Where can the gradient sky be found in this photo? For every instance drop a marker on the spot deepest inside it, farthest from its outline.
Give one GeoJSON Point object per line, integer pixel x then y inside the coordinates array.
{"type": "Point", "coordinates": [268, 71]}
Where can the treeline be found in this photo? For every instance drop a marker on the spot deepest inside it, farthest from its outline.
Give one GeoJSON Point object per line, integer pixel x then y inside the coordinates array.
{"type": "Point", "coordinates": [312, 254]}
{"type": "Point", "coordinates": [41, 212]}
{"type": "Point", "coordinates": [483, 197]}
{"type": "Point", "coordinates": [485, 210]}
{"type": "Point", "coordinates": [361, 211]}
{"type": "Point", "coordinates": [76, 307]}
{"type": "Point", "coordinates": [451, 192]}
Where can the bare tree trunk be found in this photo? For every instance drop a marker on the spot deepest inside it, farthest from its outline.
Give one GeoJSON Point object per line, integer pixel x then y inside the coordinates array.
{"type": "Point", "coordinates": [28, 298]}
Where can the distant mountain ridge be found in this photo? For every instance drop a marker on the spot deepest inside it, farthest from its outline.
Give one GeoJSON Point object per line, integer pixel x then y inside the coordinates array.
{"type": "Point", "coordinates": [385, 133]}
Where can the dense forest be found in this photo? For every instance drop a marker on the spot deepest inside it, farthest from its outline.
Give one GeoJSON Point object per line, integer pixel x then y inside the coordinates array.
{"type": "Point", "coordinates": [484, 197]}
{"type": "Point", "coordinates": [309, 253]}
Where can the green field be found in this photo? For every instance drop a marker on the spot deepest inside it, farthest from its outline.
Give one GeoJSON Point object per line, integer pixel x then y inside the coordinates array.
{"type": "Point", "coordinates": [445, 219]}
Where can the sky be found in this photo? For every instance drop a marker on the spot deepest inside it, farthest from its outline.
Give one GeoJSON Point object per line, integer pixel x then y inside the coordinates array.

■ ■ ■ ■ ■

**TASK TO COMPLETE:**
Express all of the material above as a Markdown table with the columns "n" and "Line", giving each line a row number and leaving out blank lines.

**RESPONSE BELOW:**
| n | Line |
|---|---|
| 1 | Where can the gradient sky be found in this photo? For every instance drop a marker on the spot deepest inside it, farthest from its outline. |
| 2 | Give one GeoJSON Point object per line, integer pixel x then y inside the coordinates array. |
| 3 | {"type": "Point", "coordinates": [268, 71]} |
| 4 | Where can the treeline be found in this photo? For every instance drop a marker on the spot deepest inside it, farthest from its outline. |
| 5 | Give one GeoJSON Point object per line, integer pixel x then y inside the coordinates array. |
| 6 | {"type": "Point", "coordinates": [312, 254]} |
| 7 | {"type": "Point", "coordinates": [41, 212]} |
| 8 | {"type": "Point", "coordinates": [483, 197]} |
| 9 | {"type": "Point", "coordinates": [485, 210]} |
| 10 | {"type": "Point", "coordinates": [361, 211]} |
| 11 | {"type": "Point", "coordinates": [76, 307]} |
| 12 | {"type": "Point", "coordinates": [451, 192]} |
| 13 | Where can the bare tree trunk be found in this photo? For every instance drop a marker on the spot deepest inside it, farthest from its outline. |
| 14 | Give one GeoJSON Point object per line, integer pixel x then y inside the coordinates array. |
| 15 | {"type": "Point", "coordinates": [28, 298]} |
| 16 | Where can the distant mountain ridge be found in this photo? For every instance drop a marker on the spot deepest inside it, farthest from its outline. |
| 17 | Give one GeoJSON Point object per line, integer pixel x then y inside the coordinates array. |
| 18 | {"type": "Point", "coordinates": [385, 133]} |
| 19 | Where can the dense forest be found in this photo? For every instance drop a marker on the spot deepest inside it, farthest from its outline. |
| 20 | Give one GeoJSON Point object per line, integer pixel x then y inside the coordinates array. |
| 21 | {"type": "Point", "coordinates": [484, 197]} |
| 22 | {"type": "Point", "coordinates": [309, 253]} |
| 23 | Where can the green field be found in this photo? For every instance drop a marker on the spot deepest inside it, farthest from its outline. |
| 24 | Give one GeoJSON Point object per line, integer pixel x then y inside the coordinates array. |
| 25 | {"type": "Point", "coordinates": [445, 219]} |
| 26 | Where can the sky be found in this photo? For every instance drop a marker on the spot deepest inside it, farthest from its outline. |
| 27 | Give one GeoJSON Point object per line, integer pixel x then y inside the coordinates array. |